SERIE DI ESERCIZI -
1. Traduci in inglese questa frase del brano sul voto locale: «Erano tutti già lì, e facevano parte del paesaggio socioantropologico paesano, quello che aveva introiettato lo slogan “prima gli italiani” (o prima la mia tribù, per semplificare).»
2. Riporta fedelmente la parte del brano sul voto locale che parte da "(semiserio sulla semiminaccia" e continua fino a "tribù, per semplificare).".
3. Indica se ciascuna affermazione concorda con il brano sul voto locale. Rispondi sì o no e cita le parole decisive del brano.
(a) Nella cittadina hanno votato circa 7400 degli 11000 aventi diritto.
(b) Alle Europee del 2019 Fratelli d'Italia prese circa 3000 voti.
(c) La cittadina conta circa 20000 abitanti.

(semiserio sulla semiminaccia del semifascismo a venire)

Partiamo dai dati elettorali locali: nella mia ridente cittadina lombarda, che fa circa 14000 abitanti, sono andati a votare in 7400 degli 11000 aventi diritto, circa 2/3 (in linea con la media nazionale). Di questi poco più di 2000 hanno votato Fratelli d’Italia, un migliaio la Lega; alle Europee del 2019 la Lega prese da sola circa 3000 voti, e FdI 420: secondo me, a occhio e croce, son gli stessi elettori, centinaio più centinaio meno (anzi, parrebbe meno). Erano tutti già lì, e facevano parte del paesaggio socioantropologico paesano, quello che aveva introiettato lo slogan “prima gli italiani” (o prima la mia tribù, per semplificare).

Parte di un file di dati -

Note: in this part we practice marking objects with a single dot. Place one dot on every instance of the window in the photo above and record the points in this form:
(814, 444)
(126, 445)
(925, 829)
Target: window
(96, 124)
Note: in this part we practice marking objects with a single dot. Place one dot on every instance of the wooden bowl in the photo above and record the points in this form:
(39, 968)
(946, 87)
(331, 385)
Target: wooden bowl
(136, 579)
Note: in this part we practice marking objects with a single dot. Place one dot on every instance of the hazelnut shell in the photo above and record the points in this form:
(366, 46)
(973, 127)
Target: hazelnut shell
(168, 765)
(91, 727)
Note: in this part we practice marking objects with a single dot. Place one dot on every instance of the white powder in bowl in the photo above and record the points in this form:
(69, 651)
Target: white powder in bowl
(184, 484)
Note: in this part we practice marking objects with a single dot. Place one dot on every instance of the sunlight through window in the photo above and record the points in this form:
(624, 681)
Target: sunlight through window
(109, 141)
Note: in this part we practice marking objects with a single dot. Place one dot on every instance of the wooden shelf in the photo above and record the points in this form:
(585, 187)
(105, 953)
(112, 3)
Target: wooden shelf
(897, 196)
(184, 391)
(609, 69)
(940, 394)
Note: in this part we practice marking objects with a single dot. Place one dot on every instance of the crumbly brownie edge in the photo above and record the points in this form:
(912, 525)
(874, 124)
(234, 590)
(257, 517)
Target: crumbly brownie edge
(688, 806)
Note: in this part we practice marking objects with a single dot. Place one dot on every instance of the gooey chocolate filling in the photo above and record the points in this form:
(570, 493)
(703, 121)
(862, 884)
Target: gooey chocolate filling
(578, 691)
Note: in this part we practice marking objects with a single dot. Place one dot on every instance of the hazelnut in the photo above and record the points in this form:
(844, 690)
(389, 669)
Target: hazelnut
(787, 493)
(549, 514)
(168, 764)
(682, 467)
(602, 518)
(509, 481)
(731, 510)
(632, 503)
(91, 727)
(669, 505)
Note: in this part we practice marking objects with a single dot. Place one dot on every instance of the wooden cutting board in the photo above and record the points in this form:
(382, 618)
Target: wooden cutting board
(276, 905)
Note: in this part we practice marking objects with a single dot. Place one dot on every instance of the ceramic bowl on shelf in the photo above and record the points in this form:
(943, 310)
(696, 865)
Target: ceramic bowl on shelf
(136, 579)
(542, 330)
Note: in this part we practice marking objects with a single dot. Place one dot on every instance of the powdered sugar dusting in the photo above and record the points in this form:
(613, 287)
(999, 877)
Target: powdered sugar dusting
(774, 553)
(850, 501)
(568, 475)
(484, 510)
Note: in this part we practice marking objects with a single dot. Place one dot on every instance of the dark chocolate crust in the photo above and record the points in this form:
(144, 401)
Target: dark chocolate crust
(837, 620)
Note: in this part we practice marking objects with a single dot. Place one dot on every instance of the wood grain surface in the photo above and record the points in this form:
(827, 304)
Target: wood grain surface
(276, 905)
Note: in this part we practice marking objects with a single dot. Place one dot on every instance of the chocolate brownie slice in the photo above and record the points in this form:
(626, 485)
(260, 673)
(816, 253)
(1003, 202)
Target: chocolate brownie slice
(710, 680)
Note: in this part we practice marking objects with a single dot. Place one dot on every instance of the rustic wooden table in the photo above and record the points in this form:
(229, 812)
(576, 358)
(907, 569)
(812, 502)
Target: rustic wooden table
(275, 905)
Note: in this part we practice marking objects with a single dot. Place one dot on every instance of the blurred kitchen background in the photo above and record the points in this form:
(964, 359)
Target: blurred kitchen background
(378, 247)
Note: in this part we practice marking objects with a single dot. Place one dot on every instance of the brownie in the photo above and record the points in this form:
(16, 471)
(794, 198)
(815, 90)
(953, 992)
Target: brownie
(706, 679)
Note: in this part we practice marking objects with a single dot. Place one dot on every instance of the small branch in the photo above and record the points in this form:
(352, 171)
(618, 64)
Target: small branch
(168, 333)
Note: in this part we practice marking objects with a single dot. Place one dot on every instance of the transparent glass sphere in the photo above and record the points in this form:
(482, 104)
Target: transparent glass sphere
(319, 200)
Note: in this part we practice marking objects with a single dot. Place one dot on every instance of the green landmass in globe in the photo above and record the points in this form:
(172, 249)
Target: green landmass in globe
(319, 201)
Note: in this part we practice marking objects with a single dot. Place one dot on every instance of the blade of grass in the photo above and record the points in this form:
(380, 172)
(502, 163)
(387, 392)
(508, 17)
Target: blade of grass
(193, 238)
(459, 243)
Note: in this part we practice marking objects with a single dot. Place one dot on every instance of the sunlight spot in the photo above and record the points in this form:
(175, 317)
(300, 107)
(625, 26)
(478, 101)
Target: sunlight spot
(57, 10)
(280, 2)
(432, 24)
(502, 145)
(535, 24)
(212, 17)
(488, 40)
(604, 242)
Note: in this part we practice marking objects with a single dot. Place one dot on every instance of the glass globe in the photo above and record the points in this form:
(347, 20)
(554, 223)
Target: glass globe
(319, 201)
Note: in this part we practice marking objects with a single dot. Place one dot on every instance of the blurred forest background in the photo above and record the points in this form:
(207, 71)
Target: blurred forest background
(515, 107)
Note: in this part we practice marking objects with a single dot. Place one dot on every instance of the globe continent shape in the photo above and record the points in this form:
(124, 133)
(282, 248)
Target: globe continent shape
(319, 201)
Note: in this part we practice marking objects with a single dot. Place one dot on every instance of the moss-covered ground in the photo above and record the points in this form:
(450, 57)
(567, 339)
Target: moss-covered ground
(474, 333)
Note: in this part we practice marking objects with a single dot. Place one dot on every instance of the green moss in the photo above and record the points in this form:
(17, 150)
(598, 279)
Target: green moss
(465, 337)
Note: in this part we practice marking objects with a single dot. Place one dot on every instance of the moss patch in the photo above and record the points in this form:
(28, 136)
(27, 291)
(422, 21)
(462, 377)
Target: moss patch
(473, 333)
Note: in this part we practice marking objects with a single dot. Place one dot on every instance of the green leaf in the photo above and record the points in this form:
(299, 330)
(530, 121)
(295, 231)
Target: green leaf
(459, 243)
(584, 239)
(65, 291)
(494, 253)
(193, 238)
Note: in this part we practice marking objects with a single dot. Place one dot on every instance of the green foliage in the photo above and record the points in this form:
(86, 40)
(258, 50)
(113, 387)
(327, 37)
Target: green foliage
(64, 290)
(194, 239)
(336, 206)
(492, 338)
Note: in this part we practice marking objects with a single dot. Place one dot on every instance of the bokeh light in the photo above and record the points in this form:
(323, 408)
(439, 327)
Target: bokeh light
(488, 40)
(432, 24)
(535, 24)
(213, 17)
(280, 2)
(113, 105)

...

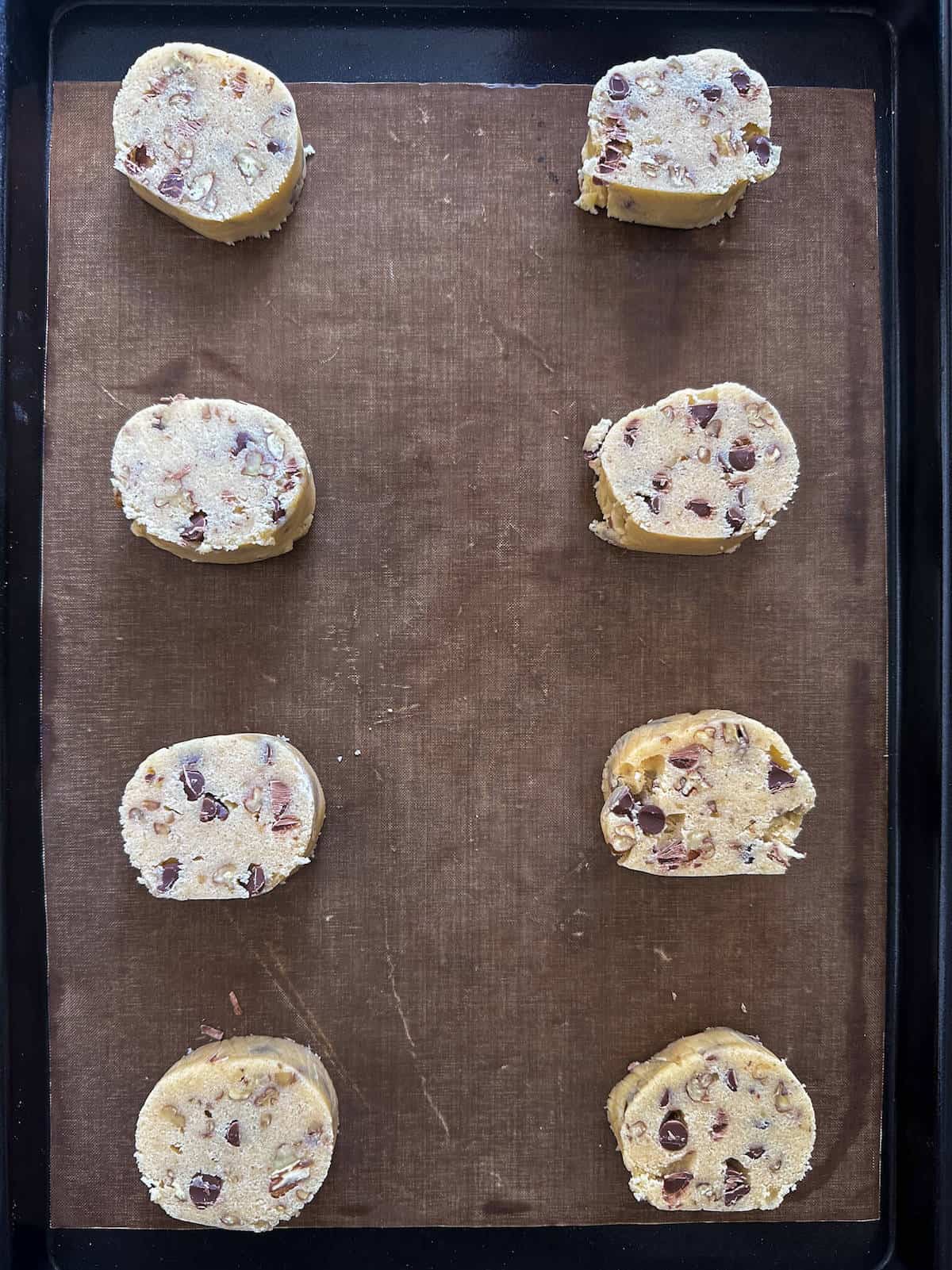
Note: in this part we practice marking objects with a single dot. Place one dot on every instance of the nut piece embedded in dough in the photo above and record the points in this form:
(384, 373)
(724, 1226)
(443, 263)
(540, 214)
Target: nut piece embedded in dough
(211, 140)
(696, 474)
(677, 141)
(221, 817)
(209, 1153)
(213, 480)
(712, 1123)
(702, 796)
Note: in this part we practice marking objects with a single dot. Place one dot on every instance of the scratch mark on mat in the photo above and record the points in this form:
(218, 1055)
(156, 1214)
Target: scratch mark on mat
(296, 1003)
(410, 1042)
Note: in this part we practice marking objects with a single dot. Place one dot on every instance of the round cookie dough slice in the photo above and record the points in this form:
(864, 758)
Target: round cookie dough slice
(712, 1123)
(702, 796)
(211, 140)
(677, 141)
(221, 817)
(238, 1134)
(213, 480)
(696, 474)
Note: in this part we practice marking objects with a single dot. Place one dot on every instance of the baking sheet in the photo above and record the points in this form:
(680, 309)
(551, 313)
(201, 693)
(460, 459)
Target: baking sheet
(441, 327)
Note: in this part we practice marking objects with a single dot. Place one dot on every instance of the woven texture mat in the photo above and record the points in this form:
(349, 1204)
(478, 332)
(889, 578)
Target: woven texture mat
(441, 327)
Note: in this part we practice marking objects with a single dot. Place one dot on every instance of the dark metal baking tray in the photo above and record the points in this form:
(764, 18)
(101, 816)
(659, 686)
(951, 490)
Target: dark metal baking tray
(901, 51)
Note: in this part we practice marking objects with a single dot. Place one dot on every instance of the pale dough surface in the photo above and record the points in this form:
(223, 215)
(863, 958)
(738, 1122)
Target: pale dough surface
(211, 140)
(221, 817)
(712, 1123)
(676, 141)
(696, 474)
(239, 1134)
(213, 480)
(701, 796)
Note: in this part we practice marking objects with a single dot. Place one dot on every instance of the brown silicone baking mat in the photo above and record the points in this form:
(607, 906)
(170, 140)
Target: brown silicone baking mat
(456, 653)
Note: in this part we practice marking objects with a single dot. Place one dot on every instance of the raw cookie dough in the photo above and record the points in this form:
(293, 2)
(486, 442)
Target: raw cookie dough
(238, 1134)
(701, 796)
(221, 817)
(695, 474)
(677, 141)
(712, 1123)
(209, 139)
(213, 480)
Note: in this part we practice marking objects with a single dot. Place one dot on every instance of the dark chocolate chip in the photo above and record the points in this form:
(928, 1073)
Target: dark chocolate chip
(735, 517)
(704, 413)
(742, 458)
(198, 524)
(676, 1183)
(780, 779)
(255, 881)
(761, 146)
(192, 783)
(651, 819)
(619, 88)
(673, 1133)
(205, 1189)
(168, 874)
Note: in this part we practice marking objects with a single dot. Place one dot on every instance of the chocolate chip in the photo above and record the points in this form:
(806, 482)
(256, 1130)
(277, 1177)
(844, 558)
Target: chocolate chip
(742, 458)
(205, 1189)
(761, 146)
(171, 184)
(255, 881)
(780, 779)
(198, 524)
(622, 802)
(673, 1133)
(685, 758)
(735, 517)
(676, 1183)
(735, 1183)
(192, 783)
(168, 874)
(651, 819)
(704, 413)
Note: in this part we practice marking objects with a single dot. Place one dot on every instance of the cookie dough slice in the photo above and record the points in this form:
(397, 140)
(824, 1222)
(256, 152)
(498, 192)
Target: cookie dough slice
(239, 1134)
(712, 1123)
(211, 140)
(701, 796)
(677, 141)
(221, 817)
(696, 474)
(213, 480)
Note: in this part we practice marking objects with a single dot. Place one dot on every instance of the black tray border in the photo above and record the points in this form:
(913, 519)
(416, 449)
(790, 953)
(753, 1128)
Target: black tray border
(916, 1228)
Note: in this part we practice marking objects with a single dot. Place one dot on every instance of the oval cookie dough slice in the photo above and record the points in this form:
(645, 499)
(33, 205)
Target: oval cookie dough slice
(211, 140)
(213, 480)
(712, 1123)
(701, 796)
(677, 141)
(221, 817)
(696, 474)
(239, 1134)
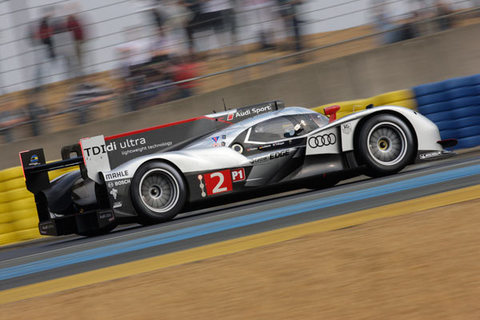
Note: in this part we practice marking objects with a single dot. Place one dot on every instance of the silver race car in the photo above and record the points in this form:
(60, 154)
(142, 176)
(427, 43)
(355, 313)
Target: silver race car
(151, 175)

SOLUZIONI DEI PROBLEMI -
1. They were all already there, and they were part of the town's socio-anthropological landscape, the one that had internalized the slogan “Italians first” (or my tribe first, to simplify).

2.
(semiserio sulla semiminaccia del semifascismo a venire)

Partiamo dai dati elettorali locali: nella mia ridente cittadina lombarda, che fa circa 14000 abitanti, sono andati a votare in 7400 degli 11000 aventi diritto, circa 2/3 (in linea con la media nazionale). Di questi poco più di 2000 hanno votato Fratelli d’Italia, un migliaio la Lega; alle Europee del 2019 la Lega prese da sola circa 3000 voti, e FdI 420: secondo me, a occhio e croce, son gli stessi elettori, centinaio più centinaio meno (anzi, parrebbe meno). Erano tutti già lì, e facevano parte del paesaggio socioantropologico paesano, quello che aveva introiettato lo slogan “prima gli italiani” (o prima la mia tribù, per semplificare).

3.
(a) Sì: «sono andati a votare in 7400 degli 11000 aventi diritto»
(b) No: «la Lega prese da sola circa 3000 voti, e FdI 420»
(c) No: «che fa circa 14000 abitanti»